§ Data records
________________
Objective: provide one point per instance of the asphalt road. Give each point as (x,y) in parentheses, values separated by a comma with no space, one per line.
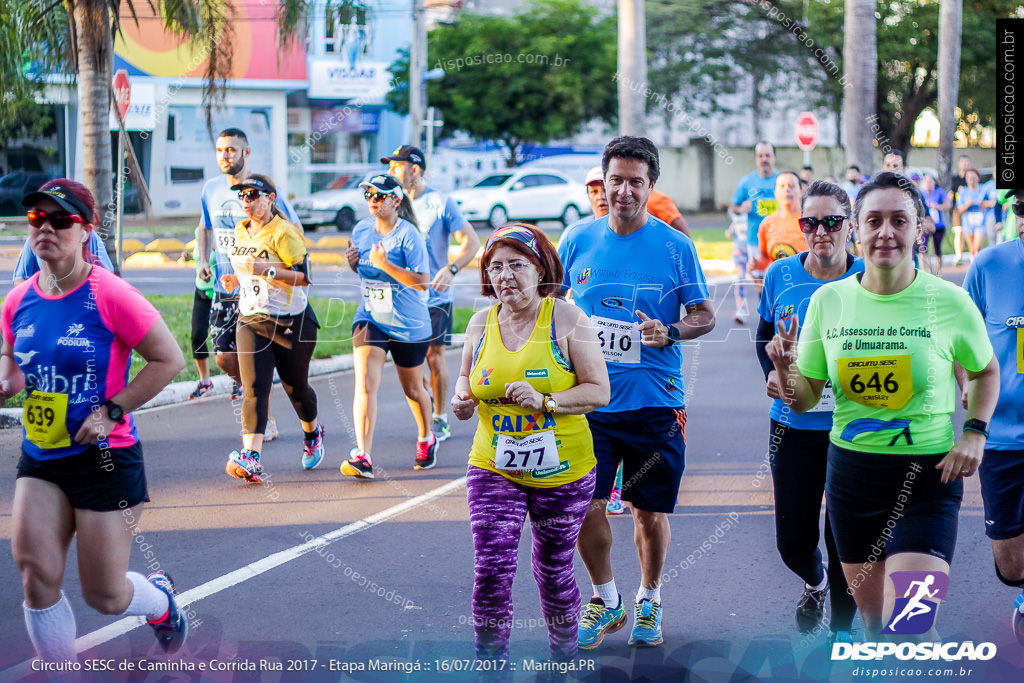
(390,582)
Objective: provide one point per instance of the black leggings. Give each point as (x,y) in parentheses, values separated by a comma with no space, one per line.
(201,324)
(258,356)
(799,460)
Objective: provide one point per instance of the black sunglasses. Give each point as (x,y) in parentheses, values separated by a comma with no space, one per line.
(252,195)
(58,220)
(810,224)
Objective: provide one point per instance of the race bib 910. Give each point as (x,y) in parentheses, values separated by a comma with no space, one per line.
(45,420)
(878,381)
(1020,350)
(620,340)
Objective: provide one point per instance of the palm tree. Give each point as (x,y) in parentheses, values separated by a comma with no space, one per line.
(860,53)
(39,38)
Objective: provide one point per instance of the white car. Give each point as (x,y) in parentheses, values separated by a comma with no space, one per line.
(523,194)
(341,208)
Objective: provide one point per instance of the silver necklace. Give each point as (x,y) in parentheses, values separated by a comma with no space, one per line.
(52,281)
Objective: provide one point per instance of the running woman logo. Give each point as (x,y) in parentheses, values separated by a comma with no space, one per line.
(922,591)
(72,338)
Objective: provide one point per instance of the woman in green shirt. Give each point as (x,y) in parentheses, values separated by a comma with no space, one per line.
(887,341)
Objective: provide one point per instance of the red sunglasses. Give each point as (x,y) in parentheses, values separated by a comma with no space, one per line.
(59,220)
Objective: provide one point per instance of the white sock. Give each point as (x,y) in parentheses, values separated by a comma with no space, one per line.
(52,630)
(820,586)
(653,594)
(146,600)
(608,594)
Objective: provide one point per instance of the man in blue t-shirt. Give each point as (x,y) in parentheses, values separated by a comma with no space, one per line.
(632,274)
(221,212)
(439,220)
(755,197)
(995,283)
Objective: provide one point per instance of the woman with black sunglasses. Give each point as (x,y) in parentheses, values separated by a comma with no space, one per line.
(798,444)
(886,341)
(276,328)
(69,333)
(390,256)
________________
§ TASK TO COMPLETE
Take every entry and repeat it verbatim, minus the pictures.

§ ANSWER TO THIS TASK
Objective: provide one point per instance of the asphalt road. Give each point as (x,y) in parentheses, values separated by a comma with no space, one per line.
(390,582)
Objective: provide one point per instance of the black leggings. Give each point as (x,y) in parentheses, values separated by a comma with no space, one per line.
(201,324)
(258,356)
(799,460)
Objective: provide one point per instance of the black sunglasses. Give each point as (x,y) in parentheses, values separated by a comma with no space, one per line.
(252,195)
(58,220)
(810,224)
Objective: provide one point per instance of the race bib 910. Give each point as (x,y) in parentheses, values separated by a comma with no space, one per line.
(45,420)
(878,381)
(1020,350)
(620,340)
Objective: provide one point per instance of the palm tree. Give each point as (x,y) in parentheses, values separated by a comma with no space, one per line.
(860,53)
(39,38)
Objective: provide one point per instance of the white car. Give each point as (x,y) in parentheses, values separated by a comma with no space, one per line.
(523,194)
(341,208)
Objective: provide one point per instance of the silver necklace. Give each point as (x,y) in parentheses, values separated by a comma with no space, one per line.
(52,281)
Objective: provide one point per instance of the running woman logo. Give each point as (x,y) in parentheses, values separated by a comma with no space, one per line.
(922,591)
(72,338)
Objective: provide one point per instance of the woman in green shirt. Give each point as (x,y) in parentheses, values separated by a comma with no space, one per line.
(887,341)
Objective: provide one point per instance of the red sunglasses. Give each point as (x,y) in parentheses, values separated by a comma with no space, one per line.
(59,220)
Objective: provide one point per instance of the white sock. Give each point as (x,y) in parentheses, values separated by a comma with no space, one per line.
(52,630)
(820,586)
(653,594)
(146,600)
(608,594)
Objective: provide one point per instance of the man in blue t-shirt. Give each point as (x,y) in parentheses, values separated by a comma with no space, one per line.
(632,274)
(221,212)
(439,220)
(755,197)
(995,283)
Objective: provide one point per instance of the woman with black sunglasses. Give each point as (x,y) in parentheses, values separated by a comma with no space, one per line.
(798,444)
(886,341)
(276,328)
(69,333)
(390,256)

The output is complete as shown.